A specific embodiment of this invention is found in a method for enhancing the densification of a metal-ceramic composite which comprises treating a ceramic component such as silicon carbide with nickel to form a liquid at sintering temperatures and thereafter subjecting iron and the nickel-treated silicon carbide to a sintering process at a temperature in the range of from about 1000 to about 1200 and recovering the resultant densified iron-silicon carbide composite.

Other objects and embodiments will be found in the following further detailed description of the present invention.

Point-based annotation data
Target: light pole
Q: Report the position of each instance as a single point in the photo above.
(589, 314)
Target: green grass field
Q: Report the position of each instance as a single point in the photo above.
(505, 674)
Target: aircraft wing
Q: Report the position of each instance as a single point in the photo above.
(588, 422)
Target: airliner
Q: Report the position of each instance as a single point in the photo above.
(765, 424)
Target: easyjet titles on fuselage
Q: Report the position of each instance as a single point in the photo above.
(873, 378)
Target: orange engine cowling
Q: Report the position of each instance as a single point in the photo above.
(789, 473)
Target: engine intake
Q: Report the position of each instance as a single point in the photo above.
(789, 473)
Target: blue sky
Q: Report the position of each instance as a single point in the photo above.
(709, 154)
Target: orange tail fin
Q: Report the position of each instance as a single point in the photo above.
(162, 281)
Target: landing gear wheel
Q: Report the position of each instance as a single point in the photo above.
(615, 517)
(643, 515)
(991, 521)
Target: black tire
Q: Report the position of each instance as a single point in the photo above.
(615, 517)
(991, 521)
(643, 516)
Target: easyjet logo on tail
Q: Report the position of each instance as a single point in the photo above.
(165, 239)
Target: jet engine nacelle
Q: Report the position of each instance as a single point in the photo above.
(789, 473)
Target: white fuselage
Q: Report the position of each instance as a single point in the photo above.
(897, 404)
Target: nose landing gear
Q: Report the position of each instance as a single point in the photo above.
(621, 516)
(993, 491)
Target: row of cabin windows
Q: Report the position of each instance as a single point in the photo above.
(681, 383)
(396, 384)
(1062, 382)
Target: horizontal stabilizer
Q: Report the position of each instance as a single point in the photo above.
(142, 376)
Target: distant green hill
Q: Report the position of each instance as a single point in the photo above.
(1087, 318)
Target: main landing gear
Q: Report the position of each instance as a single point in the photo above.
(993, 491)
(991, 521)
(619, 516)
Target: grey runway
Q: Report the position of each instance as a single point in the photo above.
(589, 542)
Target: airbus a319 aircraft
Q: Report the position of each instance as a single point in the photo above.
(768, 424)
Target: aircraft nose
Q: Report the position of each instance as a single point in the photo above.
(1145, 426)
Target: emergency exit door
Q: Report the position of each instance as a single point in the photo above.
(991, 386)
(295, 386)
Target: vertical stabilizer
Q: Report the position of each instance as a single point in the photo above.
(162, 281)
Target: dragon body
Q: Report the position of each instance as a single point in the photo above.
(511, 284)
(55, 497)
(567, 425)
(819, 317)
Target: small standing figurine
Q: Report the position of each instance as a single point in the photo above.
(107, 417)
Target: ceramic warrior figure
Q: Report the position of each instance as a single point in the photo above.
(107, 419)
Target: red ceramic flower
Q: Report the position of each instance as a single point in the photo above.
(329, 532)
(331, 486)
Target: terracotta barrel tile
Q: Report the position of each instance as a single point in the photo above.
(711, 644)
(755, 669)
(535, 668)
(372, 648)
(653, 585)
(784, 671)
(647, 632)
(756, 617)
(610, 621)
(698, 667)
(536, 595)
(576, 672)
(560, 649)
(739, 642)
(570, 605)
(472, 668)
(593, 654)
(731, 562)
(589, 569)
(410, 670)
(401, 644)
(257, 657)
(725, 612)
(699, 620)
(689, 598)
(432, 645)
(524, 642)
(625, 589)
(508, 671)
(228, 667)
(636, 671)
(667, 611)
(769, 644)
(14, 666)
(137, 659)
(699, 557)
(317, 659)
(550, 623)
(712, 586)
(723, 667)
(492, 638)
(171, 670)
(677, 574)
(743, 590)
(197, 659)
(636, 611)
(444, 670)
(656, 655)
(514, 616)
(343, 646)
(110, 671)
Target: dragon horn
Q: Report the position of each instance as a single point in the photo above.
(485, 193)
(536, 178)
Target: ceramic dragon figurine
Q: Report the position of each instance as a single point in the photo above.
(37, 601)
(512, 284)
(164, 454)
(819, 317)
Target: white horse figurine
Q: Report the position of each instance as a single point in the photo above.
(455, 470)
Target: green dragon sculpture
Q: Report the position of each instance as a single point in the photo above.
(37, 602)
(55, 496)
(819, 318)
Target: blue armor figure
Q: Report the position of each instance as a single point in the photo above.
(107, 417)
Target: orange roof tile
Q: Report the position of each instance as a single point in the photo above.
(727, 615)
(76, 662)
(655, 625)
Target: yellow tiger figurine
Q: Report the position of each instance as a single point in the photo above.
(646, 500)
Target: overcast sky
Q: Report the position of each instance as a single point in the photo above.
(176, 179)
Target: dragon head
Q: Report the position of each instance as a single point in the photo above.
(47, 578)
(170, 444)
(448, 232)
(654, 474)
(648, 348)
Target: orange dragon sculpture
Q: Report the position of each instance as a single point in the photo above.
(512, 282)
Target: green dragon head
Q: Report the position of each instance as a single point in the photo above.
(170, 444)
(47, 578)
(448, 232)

LIST OF TASKS
1) In the rows, start at the line that contains "Target: airbus a319 aircraft" and stop after the line that contains "(1145, 426)". Give those lines as a JSON list of strings, one string per line, leaving out any blank lines.
2) Carry the passage on densifying metal-ceramic composites forward from its last sentence.

RESPONSES IN ORDER
1)
[
  "Target: airbus a319 aircraft",
  "Q: Report the position of each instance as a single point in the photo above.",
  "(768, 424)",
  "Target: aircraft nose",
  "Q: Report the position of each instance as a single point in the photo above.",
  "(1145, 426)"
]

2)
DETAILED DESCRIPTION OF THE INVENTION

As hereinbefore set forth, the present invention is concerned with a process for the densification of metal-ceramic composites whereby a finished composite will possess desirable characteristics such as a low thermal coefficient of expansion, a high tensile strength, as well as a high resistance to wear. In order to obtain these characteristics, it is necessary to subject the composite which is obtained by admixing the metal and the ceramic to a sintering operation whereby the admixtures which are normally porous and possess a relatively low density will undergo a densification to increase the density and restrict the porosity of the mixture. Heretofore, many metal-ceramic composites would not sinter to a high density at temperatures below about 1200 C. When utilizing temperatures greater than 1200 C., the eutectic mixture of the components of the composite which are formed will be in a liquid form and upon solidification, the components will not be homogeneous. As an example of this, when sintering a composite or iron and silicon carbide at 1200 C., a pressed disc melted into a puddle and left behind a carbonaceous skeleton which crumbled when handled. In view of this, it is necessary to obtain a metal-ceramic system which possesses a low melting eutectic with the resultant advantage that the formation of the eutectic liquid could act as a liquid sintering aid. This liquid could act as a rapid diffusion mechanism for the densification of the composite and thus result in the formation of a composite which would meet the desired requirements.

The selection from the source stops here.